● **What is needed**: Set down each entry as it stands. Skip the pictures.
#### Extracted entries
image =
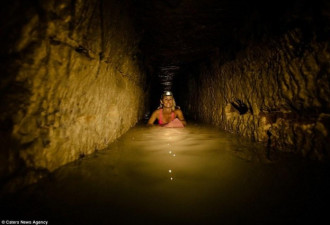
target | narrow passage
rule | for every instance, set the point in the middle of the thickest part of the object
(192, 175)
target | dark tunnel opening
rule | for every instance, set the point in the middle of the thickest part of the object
(78, 75)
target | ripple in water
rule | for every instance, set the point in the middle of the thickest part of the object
(192, 175)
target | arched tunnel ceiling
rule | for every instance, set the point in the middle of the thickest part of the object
(177, 32)
(181, 31)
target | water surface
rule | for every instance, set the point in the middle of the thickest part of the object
(193, 175)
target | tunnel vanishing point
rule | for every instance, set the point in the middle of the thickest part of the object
(76, 75)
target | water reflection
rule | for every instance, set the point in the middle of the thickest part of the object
(195, 175)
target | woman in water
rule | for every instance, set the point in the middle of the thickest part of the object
(168, 115)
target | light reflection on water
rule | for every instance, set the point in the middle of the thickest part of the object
(192, 175)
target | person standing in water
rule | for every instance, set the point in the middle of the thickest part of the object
(167, 115)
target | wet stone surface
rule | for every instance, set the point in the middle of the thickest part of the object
(191, 175)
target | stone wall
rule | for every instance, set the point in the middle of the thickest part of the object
(71, 83)
(276, 92)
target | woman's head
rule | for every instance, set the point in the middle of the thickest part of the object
(167, 100)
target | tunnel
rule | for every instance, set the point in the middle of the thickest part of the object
(80, 79)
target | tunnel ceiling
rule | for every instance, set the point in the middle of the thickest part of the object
(183, 31)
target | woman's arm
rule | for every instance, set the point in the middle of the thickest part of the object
(180, 116)
(152, 118)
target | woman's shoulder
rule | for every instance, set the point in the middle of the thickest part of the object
(157, 110)
(178, 110)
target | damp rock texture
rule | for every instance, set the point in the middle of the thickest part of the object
(276, 92)
(71, 83)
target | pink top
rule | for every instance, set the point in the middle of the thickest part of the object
(160, 121)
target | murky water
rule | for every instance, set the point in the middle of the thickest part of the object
(194, 175)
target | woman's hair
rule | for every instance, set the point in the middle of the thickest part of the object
(167, 93)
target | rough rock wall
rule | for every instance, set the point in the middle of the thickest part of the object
(72, 83)
(276, 92)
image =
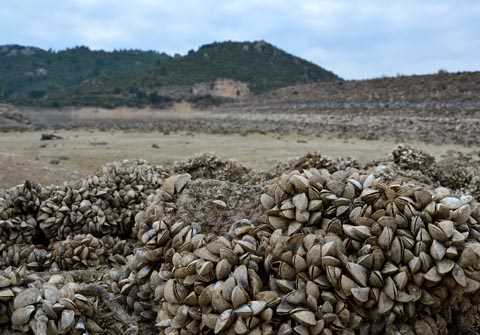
########
● **Task result**:
image =
target | narrow passage
rule | for every instance, set the point in the middle of the thickest part of the object
(192, 175)
target | dark tunnel opening
rule | for every instance, set the point in the middle of the thickest part of the object
(78, 75)
target | ripple in water
rule | for every instance, set the point in the middle of the thickest part of the object
(192, 175)
target | arched tunnel ceiling
rule | for every instance, set the point in the middle of the thickest part of the object
(177, 32)
(181, 31)
target | water surface
rule | for every instance, set the point in the middle of the thickest part of the object
(193, 175)
target | tunnel vanishing point
rule | for every instance, set the point in the middle of the thickest part of the object
(76, 75)
target | water reflection
rule | for every instance, set the point in the middle of the thickest part of the object
(195, 175)
target | woman in water
rule | for every instance, set the point in the middle of the thickest part of the object
(168, 115)
target | light reflection on water
rule | for every instance, set the point in the middle of the thickest part of the object
(192, 175)
target | person standing in water
rule | for every instance, set the point in the middle of the thickest part of the object
(167, 115)
target | wet stone surface
rule | for every instance, set the point in the middle of the thickest part of the object
(191, 175)
target | stone wall
rule | for every instance, set the point in the middle of the thickest part of the object
(71, 83)
(276, 92)
target | woman's head
rule | for every instance, set the point in the middle of the thickest part of the object
(167, 100)
target | tunnel
rule | for every instance, set the point in the middle of the thickest part of the object
(80, 79)
target | tunnel ceiling
rule | for every instance, set the point in the middle of the thickest part of the object
(183, 31)
target | woman's arm
rule | for every instance, set the point in the middle of the thickest part of the object
(180, 116)
(152, 118)
target | woman's shoulder
rule | for every instance, set the point in the middle of the thickest part of the object
(157, 110)
(178, 110)
target | damp rock texture
rule | for every instance, set the point in the middle of the thickest part of the object
(276, 92)
(71, 83)
target | pink top
rule | for every instance, set the point in the middle of the thickest part of the object
(160, 121)
target | murky water
rule | for every instance, set the point in the middle of the thickest part of the object
(194, 175)
target | woman's hair
rule | for every instance, set the point in the middle of the thickest part of the object
(167, 93)
target | rough rock wall
rule | for every instance, set the point in the middle of the thickest part of the object
(72, 83)
(276, 92)
image =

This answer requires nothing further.